GIVEN PASSAGE =>
══════════════════════════════
Sunday, June 24, 2018

36 (2018): Review: A BLANKET OF DUST (seen June 22, 2018)


"J'Accuse"

Richard Squires’s A Blanket of Dust is the newest addition to the small but slowly growing list of plays about the World Trade Center attack of 9/11. Like its predecessors, it’s heartfelt but inadequate. A partial list, offered here, which misses Bikeman and a one-act, “The Sentinels,” gives an idea of the angles various playwrights have used in tackling a subject whose tragic enormity needs the vision of a Tony Kushner to draw great drama from it. 


The Flea Theatre, now on Thomas Street, is only blocks away from the actual events but, apart from the play’s first few minutes, the poignancy of that proximity quickly fades as the action devolves into an implausible drama based on a questionable argument and filled with sturm und drang. During those early minutes, a woman named Diane Crane (Angela Pierce, Oslo) engages in a fraught phone call with her husband, Sam, whose voice we hear calling from the North Tower after it’s been hit. This is a promising scene, showing Squires’s ability to create dramatic tension, but what follows diminishes rather than enlarges the significance of the disaster. 
Angela Pierce, James Patrick Nelson. Photo: Sharon Kinsella.
Diane is the daughter of liberal US Senator Walter Crane (Anthony Newfield) and his well-put-together wife, Vanessa (Alison Fraser, a standout in First Daughter Suite), and sister of Washington Post journalist Charlie Crane (James Patrick Nelson). Distraught over the loss of her loving husband, she soon buys into the conspiracy theory that—based on allegedly scientific evidence—the attack on the twin towers was not the work of foreign terrorists. Instead, it was carried out by agents of the US government as part of a plan to amp up its Islamophobic agenda in the Middle East.
Anthony Newfield, Alison Fraser. Photo: Remy.
Diane’s beliefs, which intensify over a period of twenty years as she relentlessly determines to uncover her husband’s murderers, eventually put her in conflict with dark forces, such as the FBI (Kelsey Rainwater and Peter J. Romano) and former CIA director Adam Black (Brad Bellamy) and his wife, Esther (Peggy J. Scott). The Blacks’ son, Andrew (Tommy Schrider), a political activist-bookstore owner-entertainer who shares Diane’s views, becomes her lover, and, in an act of political defiance, immolates himself in front of the White House. I presume we’re supposed to consider this a courageous response to the powers-that-be.
══════════════════════════════
DIRECTIONS =>
#1 In the review of A Blanket of Dust, which theater is staging the play, and on what street is it now located?
#2 According to the review, why does the poignancy of the theater being only blocks from the actual events fade after the play's first few minutes?

LISTED ENTRIES =>
══════════════════════════════
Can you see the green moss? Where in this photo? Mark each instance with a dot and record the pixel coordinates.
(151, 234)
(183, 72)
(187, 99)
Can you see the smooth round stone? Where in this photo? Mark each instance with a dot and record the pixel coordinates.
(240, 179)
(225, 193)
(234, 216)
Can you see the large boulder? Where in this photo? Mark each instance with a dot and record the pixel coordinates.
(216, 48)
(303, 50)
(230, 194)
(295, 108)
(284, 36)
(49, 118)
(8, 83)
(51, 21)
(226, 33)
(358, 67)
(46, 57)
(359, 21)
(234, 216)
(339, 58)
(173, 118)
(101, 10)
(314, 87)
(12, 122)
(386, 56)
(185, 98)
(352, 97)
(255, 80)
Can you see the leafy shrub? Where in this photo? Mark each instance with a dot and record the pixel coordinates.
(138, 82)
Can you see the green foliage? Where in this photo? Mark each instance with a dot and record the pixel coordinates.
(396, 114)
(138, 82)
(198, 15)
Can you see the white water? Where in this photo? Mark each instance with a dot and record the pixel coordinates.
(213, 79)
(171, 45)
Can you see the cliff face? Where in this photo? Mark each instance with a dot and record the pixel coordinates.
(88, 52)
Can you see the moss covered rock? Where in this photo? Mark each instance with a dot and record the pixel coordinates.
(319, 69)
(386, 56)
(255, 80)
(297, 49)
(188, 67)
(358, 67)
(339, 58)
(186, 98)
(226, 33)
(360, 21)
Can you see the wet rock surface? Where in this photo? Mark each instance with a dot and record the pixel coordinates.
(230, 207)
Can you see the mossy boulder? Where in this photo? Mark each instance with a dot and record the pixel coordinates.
══════════════════════════════
TASK ANSWERS =>
#1 The Flea Theatre, which is now on Thomas Street.

#2 It fades because the action devolves into an implausible drama. That drama rests on a questionable argument and is filled with sturm und drang. The reviewer says what follows the promising opening scene diminishes, rather than enlarges, the significance of the disaster.